> Do this
Which rows below contain the string "metal"? Gather every such row and copy it in full, treating uppercase and lowercase as different.

___ The data

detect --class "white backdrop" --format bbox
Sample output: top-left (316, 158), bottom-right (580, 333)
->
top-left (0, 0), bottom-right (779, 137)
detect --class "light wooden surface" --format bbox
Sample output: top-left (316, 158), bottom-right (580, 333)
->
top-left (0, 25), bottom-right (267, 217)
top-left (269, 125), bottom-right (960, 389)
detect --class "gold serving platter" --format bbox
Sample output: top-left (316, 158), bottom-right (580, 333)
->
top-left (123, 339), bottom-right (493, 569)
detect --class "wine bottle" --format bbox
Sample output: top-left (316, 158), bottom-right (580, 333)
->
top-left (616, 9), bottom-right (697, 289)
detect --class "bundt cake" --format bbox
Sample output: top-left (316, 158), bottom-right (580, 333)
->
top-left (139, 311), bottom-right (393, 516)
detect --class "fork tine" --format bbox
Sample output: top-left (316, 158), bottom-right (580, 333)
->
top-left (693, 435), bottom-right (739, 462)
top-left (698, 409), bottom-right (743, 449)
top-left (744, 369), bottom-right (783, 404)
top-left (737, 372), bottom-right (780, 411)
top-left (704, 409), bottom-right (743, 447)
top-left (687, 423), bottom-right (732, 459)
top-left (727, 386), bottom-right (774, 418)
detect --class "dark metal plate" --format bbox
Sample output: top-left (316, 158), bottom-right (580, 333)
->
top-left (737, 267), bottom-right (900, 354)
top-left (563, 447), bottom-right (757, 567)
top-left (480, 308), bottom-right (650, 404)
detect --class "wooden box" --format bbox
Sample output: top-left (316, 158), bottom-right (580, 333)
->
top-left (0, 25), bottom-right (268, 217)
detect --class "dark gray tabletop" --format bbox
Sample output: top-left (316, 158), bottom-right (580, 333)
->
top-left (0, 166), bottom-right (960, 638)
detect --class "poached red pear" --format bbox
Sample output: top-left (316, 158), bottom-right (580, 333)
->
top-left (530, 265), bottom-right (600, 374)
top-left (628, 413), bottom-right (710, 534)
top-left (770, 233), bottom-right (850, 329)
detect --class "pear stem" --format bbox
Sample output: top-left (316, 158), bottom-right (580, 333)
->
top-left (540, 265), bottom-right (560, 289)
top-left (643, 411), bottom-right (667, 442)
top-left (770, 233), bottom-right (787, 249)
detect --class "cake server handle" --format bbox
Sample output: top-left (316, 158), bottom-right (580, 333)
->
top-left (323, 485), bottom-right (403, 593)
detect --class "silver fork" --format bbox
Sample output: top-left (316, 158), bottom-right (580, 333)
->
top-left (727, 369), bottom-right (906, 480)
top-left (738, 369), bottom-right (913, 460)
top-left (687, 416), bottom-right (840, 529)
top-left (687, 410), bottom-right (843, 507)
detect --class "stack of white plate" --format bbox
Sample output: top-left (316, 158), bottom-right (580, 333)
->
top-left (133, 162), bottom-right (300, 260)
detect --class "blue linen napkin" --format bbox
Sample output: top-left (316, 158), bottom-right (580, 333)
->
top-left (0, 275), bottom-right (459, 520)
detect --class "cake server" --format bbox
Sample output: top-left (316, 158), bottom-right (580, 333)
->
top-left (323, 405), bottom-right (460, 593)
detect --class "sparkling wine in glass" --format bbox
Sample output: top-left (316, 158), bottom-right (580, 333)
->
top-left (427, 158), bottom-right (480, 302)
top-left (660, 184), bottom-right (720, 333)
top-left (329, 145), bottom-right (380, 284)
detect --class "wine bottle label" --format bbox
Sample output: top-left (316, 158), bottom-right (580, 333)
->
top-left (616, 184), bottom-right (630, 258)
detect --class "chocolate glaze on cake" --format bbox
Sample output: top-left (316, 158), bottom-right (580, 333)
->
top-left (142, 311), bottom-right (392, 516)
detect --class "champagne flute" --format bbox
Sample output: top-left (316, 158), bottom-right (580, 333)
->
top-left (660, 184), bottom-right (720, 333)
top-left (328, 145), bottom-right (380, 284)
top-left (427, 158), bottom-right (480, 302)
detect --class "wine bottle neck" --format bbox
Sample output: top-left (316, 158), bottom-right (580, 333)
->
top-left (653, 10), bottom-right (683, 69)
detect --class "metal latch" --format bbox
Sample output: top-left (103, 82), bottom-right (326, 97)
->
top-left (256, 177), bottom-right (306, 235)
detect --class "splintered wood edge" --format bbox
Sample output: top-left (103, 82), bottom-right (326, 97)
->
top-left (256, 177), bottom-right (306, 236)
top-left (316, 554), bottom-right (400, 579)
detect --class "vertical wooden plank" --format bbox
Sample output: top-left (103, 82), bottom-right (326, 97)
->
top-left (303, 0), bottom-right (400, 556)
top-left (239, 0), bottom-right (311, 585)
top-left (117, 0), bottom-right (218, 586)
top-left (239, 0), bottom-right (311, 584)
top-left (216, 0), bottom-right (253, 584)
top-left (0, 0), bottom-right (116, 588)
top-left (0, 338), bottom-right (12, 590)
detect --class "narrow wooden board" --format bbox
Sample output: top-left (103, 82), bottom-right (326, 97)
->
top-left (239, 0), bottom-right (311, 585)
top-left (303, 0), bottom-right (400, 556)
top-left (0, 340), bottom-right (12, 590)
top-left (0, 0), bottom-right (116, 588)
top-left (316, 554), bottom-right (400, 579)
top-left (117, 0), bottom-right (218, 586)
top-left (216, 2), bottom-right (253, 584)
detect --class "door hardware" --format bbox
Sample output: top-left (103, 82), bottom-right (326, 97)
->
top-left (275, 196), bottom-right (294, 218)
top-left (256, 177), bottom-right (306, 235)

______

> Solution
detect --class "dark metal plate" --format bbox
detect --class "metal latch" --format bbox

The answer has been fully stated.